- [Task data]:
################
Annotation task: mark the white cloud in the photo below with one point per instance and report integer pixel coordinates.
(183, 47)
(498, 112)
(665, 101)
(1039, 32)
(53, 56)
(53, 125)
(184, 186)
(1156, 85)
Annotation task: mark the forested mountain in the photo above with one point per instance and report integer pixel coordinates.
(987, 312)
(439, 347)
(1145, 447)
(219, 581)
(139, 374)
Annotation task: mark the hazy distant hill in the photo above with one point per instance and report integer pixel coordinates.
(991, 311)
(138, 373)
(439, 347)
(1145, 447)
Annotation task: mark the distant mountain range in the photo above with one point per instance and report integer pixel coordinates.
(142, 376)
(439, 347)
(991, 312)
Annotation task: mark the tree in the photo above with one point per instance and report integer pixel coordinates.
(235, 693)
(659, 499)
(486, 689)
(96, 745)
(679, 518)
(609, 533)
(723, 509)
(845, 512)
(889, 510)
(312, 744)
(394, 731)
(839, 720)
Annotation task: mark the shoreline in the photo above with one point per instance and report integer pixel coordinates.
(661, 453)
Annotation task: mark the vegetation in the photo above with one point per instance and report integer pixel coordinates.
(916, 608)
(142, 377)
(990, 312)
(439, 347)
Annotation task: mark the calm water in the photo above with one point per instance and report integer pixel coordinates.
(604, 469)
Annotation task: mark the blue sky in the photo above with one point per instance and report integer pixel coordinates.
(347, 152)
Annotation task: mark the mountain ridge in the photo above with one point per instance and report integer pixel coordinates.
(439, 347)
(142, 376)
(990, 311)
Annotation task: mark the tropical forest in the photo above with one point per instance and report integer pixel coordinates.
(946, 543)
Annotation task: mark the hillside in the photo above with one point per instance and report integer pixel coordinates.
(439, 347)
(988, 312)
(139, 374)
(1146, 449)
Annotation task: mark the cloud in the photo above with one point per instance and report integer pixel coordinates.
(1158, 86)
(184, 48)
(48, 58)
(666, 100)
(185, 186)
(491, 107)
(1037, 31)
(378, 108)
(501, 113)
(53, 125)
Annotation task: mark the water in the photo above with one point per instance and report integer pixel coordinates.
################
- [What needs to be done]:
Beginning with the line that contains "Annotation task: mark the hazy", quote each line exactly through the last line of the entries above, and nothing beyond them.

- [Reply to the exercise]:
Annotation task: mark the hazy distant hill in the photo above with one point per instance and report integer pixel coordinates.
(991, 311)
(138, 373)
(439, 347)
(1145, 447)
Annotation task: mark the distant mountain range in the photo above with one point per instance and report integer pixel coordinates.
(142, 376)
(439, 347)
(991, 312)
Annotation task: mark the tree in the photo above with one point per instance and report integer pixel coordinates.
(235, 693)
(659, 499)
(486, 689)
(96, 745)
(679, 518)
(609, 533)
(723, 509)
(845, 512)
(889, 510)
(312, 744)
(394, 731)
(839, 720)
Annotation task: mark the shoreline in the photo above with one point per instance and report integer pixel coordinates.
(661, 453)
Annotation task: mark the vegetation in the photo above with one point per instance and report integer pixel coordinates.
(916, 608)
(142, 377)
(990, 312)
(439, 347)
Annotation task: mark the calm water in the photo above with one point per instance and report integer pixel coordinates.
(604, 469)
Annotation task: mark the blue sky in the photo above with one point per instance and report integer pixel coordinates.
(347, 152)
Annotation task: mark the mountain ridge in the photo above with one point per instance and report integer pixel coordinates.
(439, 347)
(142, 376)
(990, 311)
Annotation task: mark the tropical forest in the photo above with one point per instance and report integer pixel coordinates.
(946, 543)
Annotation task: mark the hillside in the photo above with one point per instance and report integer pixel coordinates.
(439, 347)
(988, 312)
(139, 374)
(1146, 449)
Annotation task: mark the cloud in the photo above with one point per instance and report integer pixel coordinates.
(1158, 86)
(184, 48)
(48, 58)
(666, 100)
(185, 186)
(491, 107)
(1037, 31)
(378, 108)
(501, 113)
(53, 125)
Annotation task: mark the water in the photo above with one point per instance and report integer pixel coordinates.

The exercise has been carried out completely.